- _Consigne écrite A_
Selon l'extrait sur la parole et le silence, pourquoi avons-nous besoin d'une parole qui nous permet de nous relever ? Répondez en une à trois phrases.

───── Extrait à lire

Alors que Salah Abdeslam a été condamné hier à la « perpétuité incompressible » dans le cadre du procès pour les attentats du Bataclan, quelles paroles ont pu être échangées, quels silences auront pesé ? Comment peut-on trouver les mots pour dire l’horreur et ce qui semble justement indicible ? Pour y répondre, les Prophètes viennent à notre secours. Sylvain Gasser, religieux assomptionniste, éditeur, musicologue et auteur de Job est comme ça, lire le Livre en temps de pandémie édité aux éditions Bayard nous explique.
Que ce soit lors d’un procès ou en recherchant Dieu, l’Humanité a toujours eu besoin de parole. « On a besoin des mots pour exister, on a besoin d’une parole qui nous permets de nous relever, parce que sinon nous sommes livrés à l’interprétation du silence. » Comment savoir en effet s’il s’agit d’un silence accusateur ou libérateur ?
Mais cette parole peut se révéler mensongère. Il est alors nécessaire de faire le travail de la vérité. « Il faut savoir si ces paroles vont contribuer au bien-être et à la recherche de la vérité ou au contraire elles vont continuer d’enfoncer les victimes ». La parole n’est alors pas tant nécessaire que le dialogue, dont la première condition est le respect des deux personnes en jeu.
La parole, dans la Bible, revêt une importance capitale. C’est par la parole que Dieu crée le monde, et c’est par la parole des prophètes qu’il se révèle aux Hommes.
Pourtant, le silence est, de manière discrète, omniprésent. Lorsque Ezéchiel apprend la chute d’Israël, c’est en silence qu’il réagit à l’amoncellement de mauvaises nouvelles. Un silence de sidération face à l’indicible, partagé par la France au lendemain des attentats du 13 novembre, mais aussi un silence qui remplace des mots accusateurs envers Dieu.

──────────

- _Consigne écrite B_
Repérez chaque ligne des enregistrements qui contient le mot « face », en tenant compte de la casse.

───── Données fournies

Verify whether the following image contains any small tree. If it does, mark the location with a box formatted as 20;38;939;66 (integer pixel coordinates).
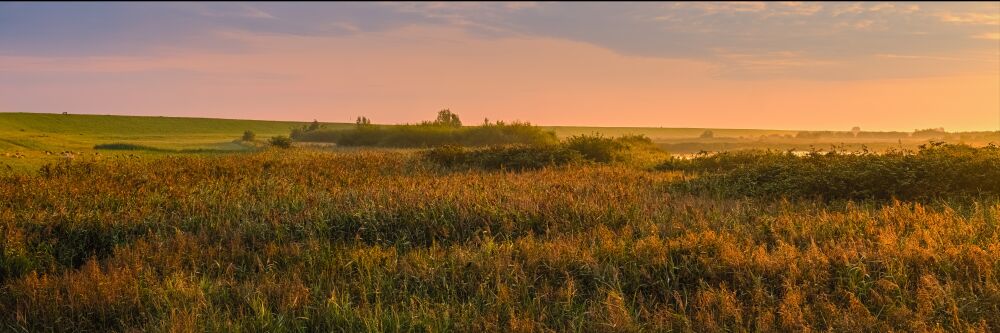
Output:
434;109;462;127
243;130;257;142
270;135;292;148
354;117;372;126
307;119;320;131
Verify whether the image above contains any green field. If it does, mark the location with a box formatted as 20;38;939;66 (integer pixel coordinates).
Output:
0;114;1000;332
0;113;1000;170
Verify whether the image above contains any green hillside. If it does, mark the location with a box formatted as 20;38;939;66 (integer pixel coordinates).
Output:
542;126;798;141
0;113;343;151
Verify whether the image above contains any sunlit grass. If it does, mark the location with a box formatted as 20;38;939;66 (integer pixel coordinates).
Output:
0;149;1000;332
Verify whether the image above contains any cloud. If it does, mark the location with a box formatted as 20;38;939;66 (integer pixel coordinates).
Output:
0;2;1000;79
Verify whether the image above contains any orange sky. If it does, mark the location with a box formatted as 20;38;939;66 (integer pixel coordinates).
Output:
0;2;1000;131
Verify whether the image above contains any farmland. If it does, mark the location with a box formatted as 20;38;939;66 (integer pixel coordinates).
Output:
0;115;1000;332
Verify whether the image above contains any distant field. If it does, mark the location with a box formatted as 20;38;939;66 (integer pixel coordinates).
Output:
0;113;348;169
542;126;798;141
0;113;1000;170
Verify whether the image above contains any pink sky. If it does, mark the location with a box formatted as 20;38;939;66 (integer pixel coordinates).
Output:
0;2;1000;131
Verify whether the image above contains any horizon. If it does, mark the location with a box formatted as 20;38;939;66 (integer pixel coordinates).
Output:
0;2;1000;132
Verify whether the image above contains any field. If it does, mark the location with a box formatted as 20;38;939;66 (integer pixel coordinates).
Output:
0;115;1000;332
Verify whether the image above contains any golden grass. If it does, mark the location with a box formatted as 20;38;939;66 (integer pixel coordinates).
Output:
0;150;1000;332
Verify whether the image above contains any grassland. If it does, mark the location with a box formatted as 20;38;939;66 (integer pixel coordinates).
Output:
0;111;1000;332
0;149;1000;332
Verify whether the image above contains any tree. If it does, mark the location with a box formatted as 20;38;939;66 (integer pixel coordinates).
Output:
243;130;257;141
434;109;462;127
307;119;321;131
270;135;292;148
354;117;372;126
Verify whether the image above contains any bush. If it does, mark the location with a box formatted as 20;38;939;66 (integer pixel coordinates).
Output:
94;143;163;151
295;122;558;148
269;135;292;148
243;130;257;142
424;145;582;170
563;135;664;163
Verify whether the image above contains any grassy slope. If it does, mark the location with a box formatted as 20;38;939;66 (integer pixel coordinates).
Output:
542;126;798;141
0;113;346;169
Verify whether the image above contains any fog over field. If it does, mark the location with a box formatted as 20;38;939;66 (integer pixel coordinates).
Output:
0;2;1000;332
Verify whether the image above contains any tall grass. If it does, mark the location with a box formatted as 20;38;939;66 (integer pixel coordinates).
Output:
293;122;558;148
0;150;1000;332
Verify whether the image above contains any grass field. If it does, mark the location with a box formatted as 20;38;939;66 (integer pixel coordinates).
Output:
0;114;1000;332
0;148;1000;332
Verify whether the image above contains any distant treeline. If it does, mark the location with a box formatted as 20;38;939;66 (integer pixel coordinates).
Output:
291;110;559;148
423;135;668;170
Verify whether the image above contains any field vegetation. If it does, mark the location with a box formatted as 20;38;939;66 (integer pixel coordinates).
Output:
0;137;1000;332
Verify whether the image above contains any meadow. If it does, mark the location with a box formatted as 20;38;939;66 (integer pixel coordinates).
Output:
0;115;1000;332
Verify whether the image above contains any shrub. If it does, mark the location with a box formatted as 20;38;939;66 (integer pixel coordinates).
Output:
295;122;558;148
424;145;582;170
242;130;257;142
94;142;162;151
269;135;292;148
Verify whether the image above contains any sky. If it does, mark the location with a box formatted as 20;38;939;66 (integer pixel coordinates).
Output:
0;2;1000;131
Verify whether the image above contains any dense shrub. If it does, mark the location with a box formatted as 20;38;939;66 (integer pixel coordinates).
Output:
660;143;1000;200
241;130;257;142
268;135;292;148
425;145;582;170
94;143;161;151
425;135;663;170
563;135;662;163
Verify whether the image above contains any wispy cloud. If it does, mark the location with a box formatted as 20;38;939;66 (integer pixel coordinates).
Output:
0;2;1000;79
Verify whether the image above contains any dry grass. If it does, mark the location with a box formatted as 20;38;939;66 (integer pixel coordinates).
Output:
0;150;1000;332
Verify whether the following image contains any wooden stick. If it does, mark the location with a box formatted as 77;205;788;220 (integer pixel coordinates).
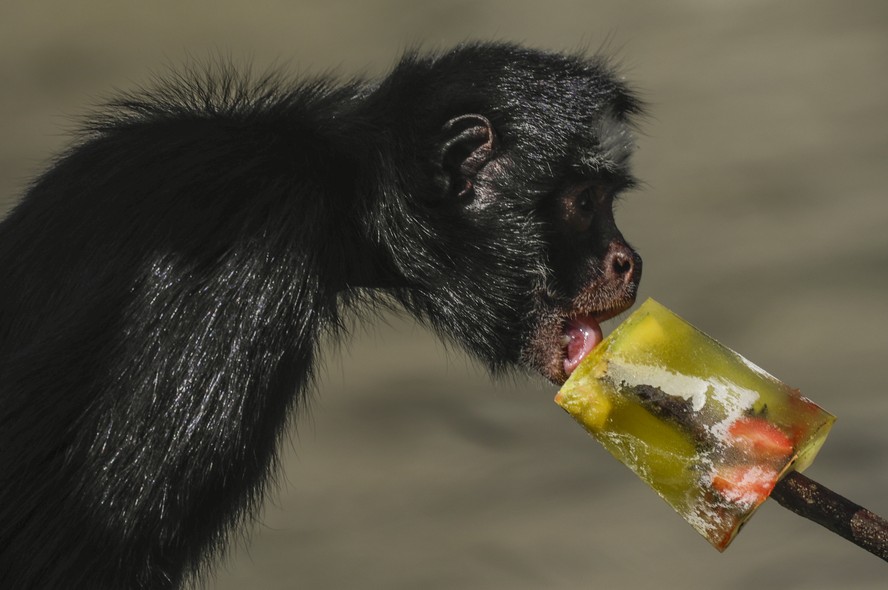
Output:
771;471;888;561
633;384;888;561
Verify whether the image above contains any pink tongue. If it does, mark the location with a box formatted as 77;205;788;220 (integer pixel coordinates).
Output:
564;316;602;375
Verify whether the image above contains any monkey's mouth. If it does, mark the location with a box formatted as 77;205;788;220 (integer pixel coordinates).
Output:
561;315;604;377
523;293;635;384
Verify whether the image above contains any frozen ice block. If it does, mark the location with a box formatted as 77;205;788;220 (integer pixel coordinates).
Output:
555;299;835;551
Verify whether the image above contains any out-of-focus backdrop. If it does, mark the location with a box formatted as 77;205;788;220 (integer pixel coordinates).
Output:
0;0;888;590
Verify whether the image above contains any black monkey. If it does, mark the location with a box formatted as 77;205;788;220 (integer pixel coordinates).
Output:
0;44;641;590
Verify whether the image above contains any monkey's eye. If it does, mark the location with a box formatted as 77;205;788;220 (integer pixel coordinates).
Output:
577;189;598;215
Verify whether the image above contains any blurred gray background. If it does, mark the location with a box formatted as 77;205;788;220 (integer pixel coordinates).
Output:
0;0;888;590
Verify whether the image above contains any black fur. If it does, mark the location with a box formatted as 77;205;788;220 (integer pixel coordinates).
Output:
0;44;640;590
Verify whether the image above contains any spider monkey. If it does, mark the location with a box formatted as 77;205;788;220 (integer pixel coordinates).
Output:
0;43;643;590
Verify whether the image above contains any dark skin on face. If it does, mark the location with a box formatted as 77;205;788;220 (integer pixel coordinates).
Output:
0;44;641;590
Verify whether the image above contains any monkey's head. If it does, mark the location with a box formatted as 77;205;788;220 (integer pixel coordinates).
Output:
364;45;641;382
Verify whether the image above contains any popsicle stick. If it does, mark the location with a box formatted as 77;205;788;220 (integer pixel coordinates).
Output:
633;385;888;561
770;471;888;561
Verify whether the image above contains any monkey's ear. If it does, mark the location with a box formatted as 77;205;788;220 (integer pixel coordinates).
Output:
438;114;496;197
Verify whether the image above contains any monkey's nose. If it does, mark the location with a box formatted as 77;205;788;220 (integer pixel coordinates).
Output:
604;242;641;283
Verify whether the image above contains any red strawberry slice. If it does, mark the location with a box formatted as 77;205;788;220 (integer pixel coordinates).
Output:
728;418;792;460
712;465;779;506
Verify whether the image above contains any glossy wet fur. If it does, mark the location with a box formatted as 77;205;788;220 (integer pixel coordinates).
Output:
0;45;640;589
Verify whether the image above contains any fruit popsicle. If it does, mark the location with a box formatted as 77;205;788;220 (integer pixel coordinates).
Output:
555;299;835;551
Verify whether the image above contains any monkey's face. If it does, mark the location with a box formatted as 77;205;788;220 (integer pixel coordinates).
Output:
523;176;641;383
377;46;641;383
402;106;641;383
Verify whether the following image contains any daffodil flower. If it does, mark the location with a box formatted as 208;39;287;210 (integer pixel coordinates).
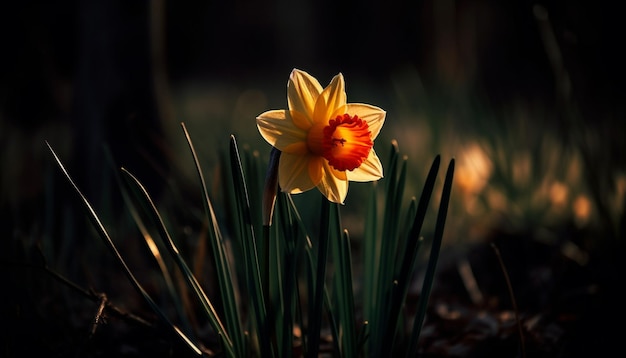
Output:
256;69;385;203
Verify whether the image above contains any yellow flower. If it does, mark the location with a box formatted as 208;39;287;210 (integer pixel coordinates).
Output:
256;69;385;203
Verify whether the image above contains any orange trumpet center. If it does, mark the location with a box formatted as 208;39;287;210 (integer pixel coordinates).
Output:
307;114;374;171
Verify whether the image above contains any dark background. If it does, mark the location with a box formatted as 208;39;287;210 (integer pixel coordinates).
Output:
0;0;626;352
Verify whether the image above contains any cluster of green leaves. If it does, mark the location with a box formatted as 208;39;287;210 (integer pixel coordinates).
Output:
49;124;454;357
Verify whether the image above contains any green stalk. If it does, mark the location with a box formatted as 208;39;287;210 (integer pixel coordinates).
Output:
406;159;455;358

──────────

- _Réponse complète A_
Sans cette parole, nous sommes livrés à l'interprétation du silence. Nous ne pouvons alors pas savoir s'il s'agit d'un silence accusateur ou libérateur.

- _Réponse complète B_
Verify whether the image above contains any dark skin on face. If it does, mark the location with a box formatted as 77;205;788;220 (integer pixel coordinates).
Verify whether the image above contains any monkey's face. If it does, mark the location with a box formatted as 77;205;788;220 (integer pixel coordinates).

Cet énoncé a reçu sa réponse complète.